Problem set:
A. Reproduce the part of the tetrachord passage that opens with the words "A similar story" and closes with "a net input that removes them from the band.".
B. Pick up the passage on tetrachords and Hidden Unit 2 after its final sentence and continue it.

Reading text:
---------------

A similar story holds for the other types of tetrachords in this band. Recall that the band captures eight instances of each type, but four other instances do not belong to the band. This is because the specific set of weights for Hidden Unit 2 is such that these subsets of tetrachords generate an extreme net input that removes them from the band. For example, Gmaj7, Cmaj7, Fmaj7, and G♯maj7 are similar to all of the other major seventh chords in that they include two pitch-classes from one circle of minor thirds and one from each of the other two. However, given the weights for Hidden Unit 2, their particular combination of notes produces a net input that removes them from the band.
In particular, each of these chords includes two pitch-classes from the circle of minor thirds assigned a weight of 0.79 by this unit, and one pitch-class from each of the other two circles. As a result, these four major seventh chords generate a net input of one, which turns Hidden Unit 2 off. This separates these four tetrachords from the other eight that fall in the high band. A similar account holds for all of the other chords that belong to a tetrachord type captured by the band, but which are not part of the band.
Let us next consider the band of patterns that produce weak activity (ranging between 0.2 and 0.4) in Hidden Unit 2 (Band B). There are 24 such patterns, representing m6, 6, m7, 7, and 7♭5 tetrachords. Again, the band does not capture all instances of each chord type. All of the chords that fall in this band share one property: they do not include a pitch-class from one of the three circles of minor thirds. Either they include three pitch-classes from one circle and a fourth from one other, or they include two pitch-classes from one circle and two others from another. In either case, the weights associated with these sets of pitch-classes cannot cancel each other out; these chords produce net inputs of either −0.72 or 0.58.
From the discussion above, it appears that high activity in Hidden Unit 2 indicates that it detects a tetrachord characterized by one of two different patterns. One pattern involves four pitch-classes associated with a particular combination of connection weights (one strong positive, one weak negative, two strong negatives). The second pattern involves four pitch-classes each of which is associated with a weak negative connection weight.

---------------

Collected data:
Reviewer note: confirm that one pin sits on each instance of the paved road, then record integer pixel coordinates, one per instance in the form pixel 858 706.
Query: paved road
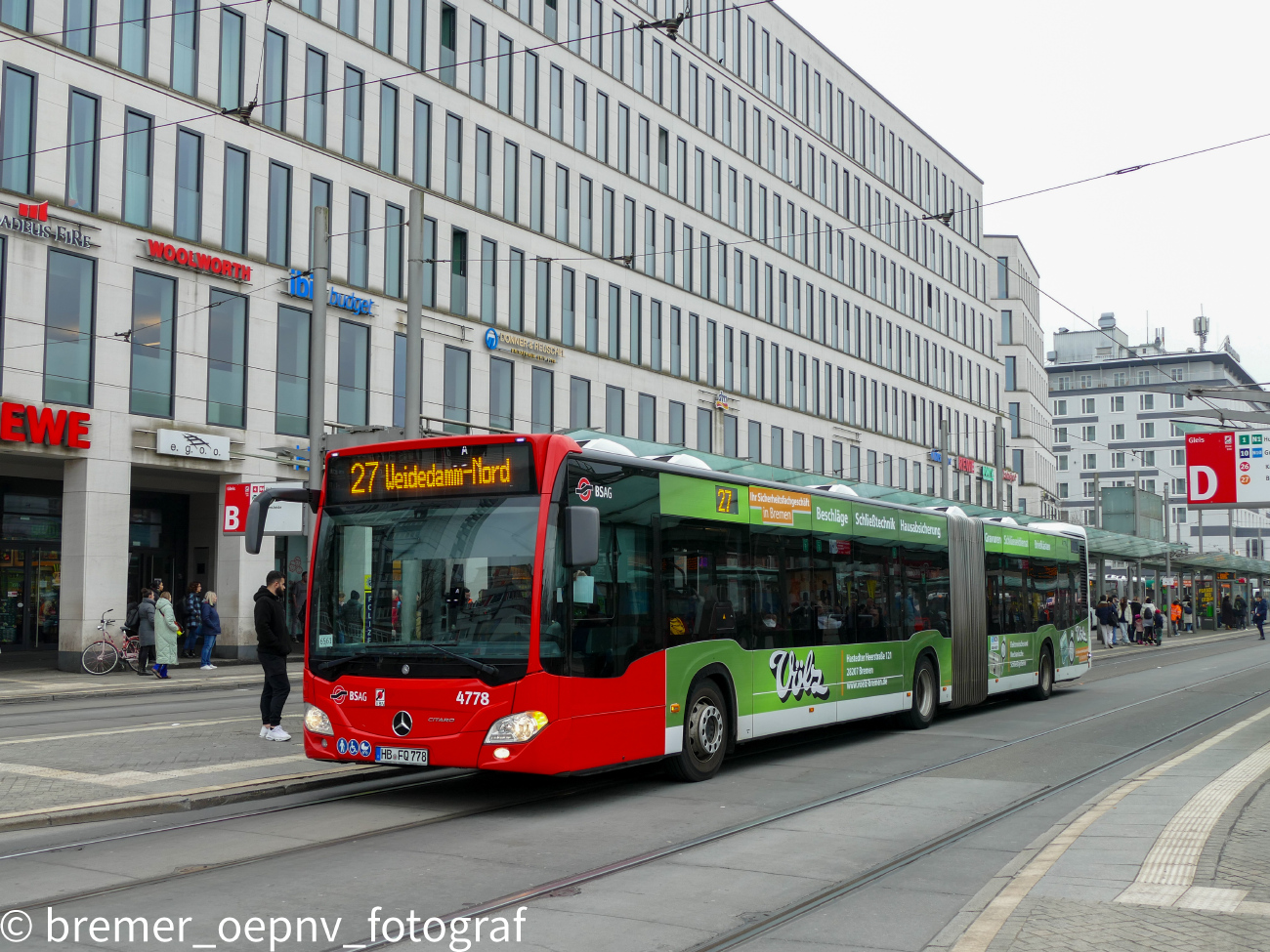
pixel 456 841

---------------

Expected responses:
A.
A similar story holds for the other types of tetrachords in this band. Recall that the band captures eight instances of each type, but four other instances do not belong to the band. This is because the specific set of weights for Hidden Unit 2 is such that these subsets of tetrachords generate an extreme net input that removes them from the band. For example, Gmaj7, Cmaj7, Fmaj7, and G♯maj7 are similar to all of the other major seventh chords in that they include two pitch-classes from one circle of minor thirds and one from each of the other two. However, given the weights for Hidden Unit 2, their particular combination of notes produces a net input that removes them from the band.

B.
The patterns that belong to Band A in Figure 7-7 produce zero activity in Hidden Unit 2 because they fail to exhibit either of these combinations of weights. As a result, the 68 patterns that belong to this band represent all 12 different types of tetrachords in the training set.
When banding in the jittered density plots of value units was first discovered (Berkeley et al., 1995), it was noted that patterns associated with a band associated with near-zero activity were patterns that did not share any defining positive feature. Instead, they shared a negative feature: they all lacked the features that the hidden unit detects, and which produce higher activity. As a result, in many cases a detailed interpretation of the features of patterns that belong to a “zero band” is neither informative nor possible. Band A in Figure 7-7 is an example of this situation.
7.3.4 Hidden Unit 4
Band C for the jittered density plot of Hidden Unit 2 (Figure 7-7) indicates that this unit generates high activity to a number of different types of tetrachords. However, for each of these different types, it generates this high activity to only eight of the 12 possible instances. What does the network do to the four instances of each chord type omitted from this band in Hidden Unit 2? They are the only chords that produce high activity in Hidden Unit 4!
Figure 7-8 provides the connection weights and the jittered density plot for Hidden Unit 4. Examining the weights indicates that this hidden unit, like Hidden Unit 2, organizes input pitch-classes into circles of minor thirds, assigning a weak negative weight to those pitch-classes that belong to the first circle, a more negative weight to those pitch-classes that belong to the second, and a strong positive weight to those pitch-classes that belong to the third. At the end of training, the value of µ for this unit is −0.06. The weights also indicate that pitch-classes are also organized into equivalence classes based upon circles of tritones: pitch-classes that are in the same circle of tritones are assigned identical weights. Indeed, this organization is cleaner than the organization in terms of circles of minor thirds, because there is some variation of weight values assigned to pitch-classes in the same circle of minor thirds.
The lower part of Figure 7-8 indicates that the jittered density plot of Hidden Unit 4 is organized into two fairly broad bands: patterns that belong to Band A generate activity that ranges between 0.00 and 0.50, while patterns that belong to Band B generate activity that ranges between 0.80 and 1.00. I consider these as different bands because there is a large space in the graph between them.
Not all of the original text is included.